***** Data supplied

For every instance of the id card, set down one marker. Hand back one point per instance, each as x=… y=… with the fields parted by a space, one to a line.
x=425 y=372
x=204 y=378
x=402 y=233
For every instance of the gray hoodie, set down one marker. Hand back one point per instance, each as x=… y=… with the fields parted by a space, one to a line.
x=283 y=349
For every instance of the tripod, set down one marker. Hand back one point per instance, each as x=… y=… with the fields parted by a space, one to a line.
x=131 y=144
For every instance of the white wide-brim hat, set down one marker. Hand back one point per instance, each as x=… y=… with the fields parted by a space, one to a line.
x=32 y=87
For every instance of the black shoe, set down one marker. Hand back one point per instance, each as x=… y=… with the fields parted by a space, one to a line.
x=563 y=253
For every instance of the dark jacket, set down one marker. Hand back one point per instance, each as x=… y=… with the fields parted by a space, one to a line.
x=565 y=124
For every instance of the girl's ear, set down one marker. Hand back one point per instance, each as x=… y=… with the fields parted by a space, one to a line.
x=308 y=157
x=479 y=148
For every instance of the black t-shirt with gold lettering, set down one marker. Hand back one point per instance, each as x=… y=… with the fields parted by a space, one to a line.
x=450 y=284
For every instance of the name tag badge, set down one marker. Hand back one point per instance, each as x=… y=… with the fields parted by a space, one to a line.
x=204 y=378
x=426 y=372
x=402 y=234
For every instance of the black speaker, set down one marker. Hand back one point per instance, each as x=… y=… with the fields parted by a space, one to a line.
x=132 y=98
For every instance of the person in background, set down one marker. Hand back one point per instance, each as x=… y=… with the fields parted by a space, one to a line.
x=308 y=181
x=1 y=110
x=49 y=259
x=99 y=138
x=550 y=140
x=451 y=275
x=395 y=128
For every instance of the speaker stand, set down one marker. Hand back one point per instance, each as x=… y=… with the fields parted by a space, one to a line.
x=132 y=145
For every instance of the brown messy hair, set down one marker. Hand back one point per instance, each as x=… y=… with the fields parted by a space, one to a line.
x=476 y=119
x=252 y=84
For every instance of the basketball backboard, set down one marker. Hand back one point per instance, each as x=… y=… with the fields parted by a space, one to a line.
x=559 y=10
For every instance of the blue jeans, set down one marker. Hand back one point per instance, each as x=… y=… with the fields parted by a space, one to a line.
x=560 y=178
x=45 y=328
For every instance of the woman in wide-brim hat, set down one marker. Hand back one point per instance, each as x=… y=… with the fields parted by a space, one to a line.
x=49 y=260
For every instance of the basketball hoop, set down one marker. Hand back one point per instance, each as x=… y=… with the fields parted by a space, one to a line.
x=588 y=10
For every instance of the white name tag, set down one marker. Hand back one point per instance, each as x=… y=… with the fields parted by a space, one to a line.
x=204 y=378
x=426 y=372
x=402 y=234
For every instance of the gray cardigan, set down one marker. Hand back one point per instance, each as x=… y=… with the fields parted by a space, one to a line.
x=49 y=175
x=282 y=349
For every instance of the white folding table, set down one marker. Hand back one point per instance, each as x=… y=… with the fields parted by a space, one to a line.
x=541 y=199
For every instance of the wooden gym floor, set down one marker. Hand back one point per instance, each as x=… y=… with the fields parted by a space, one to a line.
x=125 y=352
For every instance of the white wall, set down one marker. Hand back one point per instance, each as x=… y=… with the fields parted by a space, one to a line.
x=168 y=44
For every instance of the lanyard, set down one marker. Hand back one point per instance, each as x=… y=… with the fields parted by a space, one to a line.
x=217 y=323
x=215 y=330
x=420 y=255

**********
***** Data supplied

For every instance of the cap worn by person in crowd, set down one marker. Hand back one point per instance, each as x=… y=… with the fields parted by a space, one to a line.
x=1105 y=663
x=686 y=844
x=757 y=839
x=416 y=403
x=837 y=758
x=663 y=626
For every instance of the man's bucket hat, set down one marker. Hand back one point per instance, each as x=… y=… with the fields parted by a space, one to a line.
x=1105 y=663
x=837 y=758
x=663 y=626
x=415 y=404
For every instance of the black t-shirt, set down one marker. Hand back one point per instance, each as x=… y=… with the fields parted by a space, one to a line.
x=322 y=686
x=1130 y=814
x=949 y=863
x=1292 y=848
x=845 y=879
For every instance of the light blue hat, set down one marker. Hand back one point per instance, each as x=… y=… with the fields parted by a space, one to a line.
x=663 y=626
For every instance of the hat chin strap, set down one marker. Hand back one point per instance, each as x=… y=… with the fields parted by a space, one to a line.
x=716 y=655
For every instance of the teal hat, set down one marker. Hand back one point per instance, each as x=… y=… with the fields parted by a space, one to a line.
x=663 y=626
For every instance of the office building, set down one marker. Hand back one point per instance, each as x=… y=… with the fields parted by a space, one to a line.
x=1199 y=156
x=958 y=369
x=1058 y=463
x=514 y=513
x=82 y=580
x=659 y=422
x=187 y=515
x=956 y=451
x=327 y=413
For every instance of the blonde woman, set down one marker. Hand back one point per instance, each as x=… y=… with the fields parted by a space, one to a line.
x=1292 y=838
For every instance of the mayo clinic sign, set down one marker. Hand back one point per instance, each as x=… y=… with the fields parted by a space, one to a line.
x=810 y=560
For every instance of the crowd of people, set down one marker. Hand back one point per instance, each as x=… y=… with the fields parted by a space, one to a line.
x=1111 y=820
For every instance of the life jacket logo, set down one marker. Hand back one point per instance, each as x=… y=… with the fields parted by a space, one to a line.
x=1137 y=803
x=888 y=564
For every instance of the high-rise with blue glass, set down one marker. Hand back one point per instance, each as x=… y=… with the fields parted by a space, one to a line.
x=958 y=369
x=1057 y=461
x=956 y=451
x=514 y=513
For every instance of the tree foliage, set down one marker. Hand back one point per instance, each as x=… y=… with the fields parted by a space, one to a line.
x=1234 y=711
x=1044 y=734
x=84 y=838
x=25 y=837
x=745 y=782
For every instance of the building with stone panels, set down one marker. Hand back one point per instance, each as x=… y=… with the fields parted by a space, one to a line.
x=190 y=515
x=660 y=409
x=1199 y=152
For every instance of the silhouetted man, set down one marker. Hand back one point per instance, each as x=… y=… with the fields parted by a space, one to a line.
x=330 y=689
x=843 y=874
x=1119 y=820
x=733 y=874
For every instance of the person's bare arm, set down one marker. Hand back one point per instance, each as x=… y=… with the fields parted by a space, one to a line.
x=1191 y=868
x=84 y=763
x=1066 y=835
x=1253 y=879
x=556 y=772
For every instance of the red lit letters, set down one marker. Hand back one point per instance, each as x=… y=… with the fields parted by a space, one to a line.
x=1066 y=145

**********

(Prompt):
Can you reproduce the records starting with the line containing "For every instance of the tripod, set" and going on through the line containing "x=565 y=124", requests included, with each x and y coordinate value in the answers multiplied by 0.55 and rounded to a whole number, halves rounding up? Leave the request wording unchanged.

(In response):
For every instance of the tripod, set down one marker. Hand back one point per instance, each as x=… y=… with the fields parted by a space, one to a line.
x=72 y=79
For every instance of the white wide-brim hat, set down one marker. Hand back one point per instance, each as x=… y=… with the fields parted by a space, one to a line.
x=18 y=48
For every instance of the black shoe, set down one marker. Hand back one point per instance, each as x=… y=… with the fields parted by a space, one to a line.
x=310 y=139
For every instance of the dark jacket, set down one marker. Hand back one point per instance, each as x=… y=… with the fields parted by a space, one to a line.
x=311 y=68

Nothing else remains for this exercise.